§ **DIRECTIONS**
The required output is the lines below from the line containing "Target: grass field" to the line containing "[pin] church stone", inclusive, retyped exactly. No other lines belong in it.

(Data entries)

________________________

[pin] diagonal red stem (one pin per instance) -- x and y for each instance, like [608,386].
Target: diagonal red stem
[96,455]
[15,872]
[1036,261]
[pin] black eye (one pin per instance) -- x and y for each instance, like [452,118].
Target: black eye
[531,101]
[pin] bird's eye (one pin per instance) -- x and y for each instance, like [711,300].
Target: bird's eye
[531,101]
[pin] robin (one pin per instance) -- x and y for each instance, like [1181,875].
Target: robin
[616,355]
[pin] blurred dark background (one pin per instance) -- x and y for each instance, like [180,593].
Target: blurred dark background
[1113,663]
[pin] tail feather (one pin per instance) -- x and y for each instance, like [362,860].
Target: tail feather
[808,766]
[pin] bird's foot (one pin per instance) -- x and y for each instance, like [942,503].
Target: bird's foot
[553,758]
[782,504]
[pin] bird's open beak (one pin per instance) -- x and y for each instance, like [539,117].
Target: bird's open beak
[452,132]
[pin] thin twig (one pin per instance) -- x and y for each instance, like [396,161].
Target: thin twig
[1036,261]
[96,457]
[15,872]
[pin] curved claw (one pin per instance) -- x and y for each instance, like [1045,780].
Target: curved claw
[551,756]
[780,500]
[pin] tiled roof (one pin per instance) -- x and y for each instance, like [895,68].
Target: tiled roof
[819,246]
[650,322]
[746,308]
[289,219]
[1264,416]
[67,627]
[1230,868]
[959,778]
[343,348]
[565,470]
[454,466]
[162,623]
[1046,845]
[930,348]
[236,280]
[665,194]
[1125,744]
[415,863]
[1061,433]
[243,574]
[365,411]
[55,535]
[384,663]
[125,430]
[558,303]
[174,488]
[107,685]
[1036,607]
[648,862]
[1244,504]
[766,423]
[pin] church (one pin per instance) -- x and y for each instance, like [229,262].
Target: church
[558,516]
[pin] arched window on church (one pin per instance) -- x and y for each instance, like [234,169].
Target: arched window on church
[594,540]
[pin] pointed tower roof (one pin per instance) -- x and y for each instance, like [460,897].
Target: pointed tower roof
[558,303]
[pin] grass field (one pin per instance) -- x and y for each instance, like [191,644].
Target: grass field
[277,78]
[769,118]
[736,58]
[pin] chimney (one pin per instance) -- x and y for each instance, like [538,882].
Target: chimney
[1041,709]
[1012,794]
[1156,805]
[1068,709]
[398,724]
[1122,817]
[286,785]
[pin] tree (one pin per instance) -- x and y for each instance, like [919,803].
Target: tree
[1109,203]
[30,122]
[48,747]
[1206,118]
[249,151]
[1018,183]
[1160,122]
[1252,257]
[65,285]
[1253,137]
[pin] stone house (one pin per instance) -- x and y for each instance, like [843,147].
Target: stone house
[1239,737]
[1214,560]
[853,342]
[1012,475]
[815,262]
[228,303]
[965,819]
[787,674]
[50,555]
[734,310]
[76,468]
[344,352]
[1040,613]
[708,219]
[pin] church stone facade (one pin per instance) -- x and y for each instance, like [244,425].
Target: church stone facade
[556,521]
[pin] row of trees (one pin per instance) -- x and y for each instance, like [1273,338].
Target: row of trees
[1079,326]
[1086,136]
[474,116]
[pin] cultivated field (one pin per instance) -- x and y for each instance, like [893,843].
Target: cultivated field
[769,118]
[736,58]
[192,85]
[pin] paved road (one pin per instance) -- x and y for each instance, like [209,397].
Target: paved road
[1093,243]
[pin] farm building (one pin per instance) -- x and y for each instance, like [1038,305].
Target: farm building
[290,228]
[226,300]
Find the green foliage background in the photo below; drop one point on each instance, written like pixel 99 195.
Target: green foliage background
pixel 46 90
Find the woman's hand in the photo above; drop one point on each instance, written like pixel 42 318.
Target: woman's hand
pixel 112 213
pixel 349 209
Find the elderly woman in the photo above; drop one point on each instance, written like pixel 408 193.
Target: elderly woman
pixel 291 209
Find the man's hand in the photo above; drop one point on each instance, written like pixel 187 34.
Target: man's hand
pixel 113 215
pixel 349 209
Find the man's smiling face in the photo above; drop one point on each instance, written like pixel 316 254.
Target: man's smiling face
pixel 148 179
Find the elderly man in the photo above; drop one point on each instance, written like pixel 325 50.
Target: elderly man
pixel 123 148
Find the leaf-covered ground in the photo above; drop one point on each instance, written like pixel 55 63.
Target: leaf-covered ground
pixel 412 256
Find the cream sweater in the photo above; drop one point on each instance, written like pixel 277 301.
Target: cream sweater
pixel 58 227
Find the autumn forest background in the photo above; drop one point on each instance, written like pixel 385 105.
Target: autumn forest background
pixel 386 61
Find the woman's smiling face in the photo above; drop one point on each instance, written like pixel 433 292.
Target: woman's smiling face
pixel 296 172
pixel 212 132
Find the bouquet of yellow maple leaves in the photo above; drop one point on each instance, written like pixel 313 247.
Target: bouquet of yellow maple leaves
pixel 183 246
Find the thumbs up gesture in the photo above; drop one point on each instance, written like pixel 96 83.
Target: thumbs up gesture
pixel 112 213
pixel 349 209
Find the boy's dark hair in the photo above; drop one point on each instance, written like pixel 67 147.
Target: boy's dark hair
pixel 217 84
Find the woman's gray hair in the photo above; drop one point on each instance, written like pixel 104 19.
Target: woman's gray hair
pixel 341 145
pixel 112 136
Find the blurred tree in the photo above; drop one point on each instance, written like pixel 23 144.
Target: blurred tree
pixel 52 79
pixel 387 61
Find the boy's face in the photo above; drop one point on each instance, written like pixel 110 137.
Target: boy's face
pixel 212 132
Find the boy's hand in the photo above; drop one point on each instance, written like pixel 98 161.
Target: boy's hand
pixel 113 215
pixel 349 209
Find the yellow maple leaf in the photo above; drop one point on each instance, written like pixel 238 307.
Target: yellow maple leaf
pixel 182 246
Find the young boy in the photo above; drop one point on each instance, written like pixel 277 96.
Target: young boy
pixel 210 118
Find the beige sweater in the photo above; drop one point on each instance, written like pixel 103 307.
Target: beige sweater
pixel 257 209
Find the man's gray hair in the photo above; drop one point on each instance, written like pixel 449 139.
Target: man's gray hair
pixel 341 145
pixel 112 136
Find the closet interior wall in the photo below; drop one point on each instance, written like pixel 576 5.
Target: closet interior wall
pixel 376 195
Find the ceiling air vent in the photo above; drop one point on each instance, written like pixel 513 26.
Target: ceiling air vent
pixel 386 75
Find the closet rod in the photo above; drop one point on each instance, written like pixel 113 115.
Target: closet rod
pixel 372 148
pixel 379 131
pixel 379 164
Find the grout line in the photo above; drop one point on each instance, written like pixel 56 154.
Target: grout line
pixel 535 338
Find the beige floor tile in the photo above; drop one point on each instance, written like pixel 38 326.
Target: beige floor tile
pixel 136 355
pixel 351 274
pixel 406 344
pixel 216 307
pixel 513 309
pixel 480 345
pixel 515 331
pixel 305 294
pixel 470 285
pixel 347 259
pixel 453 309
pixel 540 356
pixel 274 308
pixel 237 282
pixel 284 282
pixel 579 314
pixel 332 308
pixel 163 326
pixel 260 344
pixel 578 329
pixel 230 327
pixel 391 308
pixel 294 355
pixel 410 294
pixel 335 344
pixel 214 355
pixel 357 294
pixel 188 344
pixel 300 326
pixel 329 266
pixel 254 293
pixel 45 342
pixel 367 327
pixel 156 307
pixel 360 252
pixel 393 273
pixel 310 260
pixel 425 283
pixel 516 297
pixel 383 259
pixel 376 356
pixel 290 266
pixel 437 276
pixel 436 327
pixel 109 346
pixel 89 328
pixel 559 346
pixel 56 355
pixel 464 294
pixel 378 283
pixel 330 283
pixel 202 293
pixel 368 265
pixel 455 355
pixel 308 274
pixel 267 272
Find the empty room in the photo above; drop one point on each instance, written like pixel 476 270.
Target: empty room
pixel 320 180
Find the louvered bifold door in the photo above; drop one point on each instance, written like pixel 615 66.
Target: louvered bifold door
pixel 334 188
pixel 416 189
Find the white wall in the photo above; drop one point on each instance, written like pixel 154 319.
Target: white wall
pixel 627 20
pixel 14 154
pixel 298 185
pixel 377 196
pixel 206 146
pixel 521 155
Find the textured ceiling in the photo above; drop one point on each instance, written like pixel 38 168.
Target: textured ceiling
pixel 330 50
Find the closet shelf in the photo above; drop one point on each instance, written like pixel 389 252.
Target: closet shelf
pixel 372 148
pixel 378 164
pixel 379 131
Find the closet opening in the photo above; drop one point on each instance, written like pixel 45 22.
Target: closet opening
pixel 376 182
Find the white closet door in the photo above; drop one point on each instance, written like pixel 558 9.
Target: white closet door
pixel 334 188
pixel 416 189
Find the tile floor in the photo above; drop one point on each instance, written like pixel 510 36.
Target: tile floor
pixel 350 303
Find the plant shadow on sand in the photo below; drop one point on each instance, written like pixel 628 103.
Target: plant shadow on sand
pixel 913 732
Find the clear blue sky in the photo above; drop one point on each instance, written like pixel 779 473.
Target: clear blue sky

________________________

§ **EXERCISE RESULT**
Target: grass field
[277,78]
[769,118]
[736,58]
[pin] chimney (one pin per instance) -- x and y for each instance, like [538,882].
Target: chimney
[1041,709]
[1012,794]
[1156,805]
[1068,709]
[398,724]
[1122,817]
[286,785]
[pin] tree (one pin per instance) -- x and y for each instance, like [919,803].
Target: tree
[1109,203]
[30,122]
[48,747]
[1206,118]
[249,151]
[1018,183]
[1160,122]
[1252,257]
[65,285]
[1253,137]
[pin] stone house (one pin per instance) -- x and y for each instance, like [843,147].
Target: stone house
[1239,737]
[1214,560]
[853,342]
[1012,475]
[815,262]
[228,303]
[965,819]
[787,674]
[50,555]
[734,310]
[76,468]
[344,352]
[1040,613]
[708,219]
[pin] church stone facade (one pin per instance) -- x and y for each instance, like [244,425].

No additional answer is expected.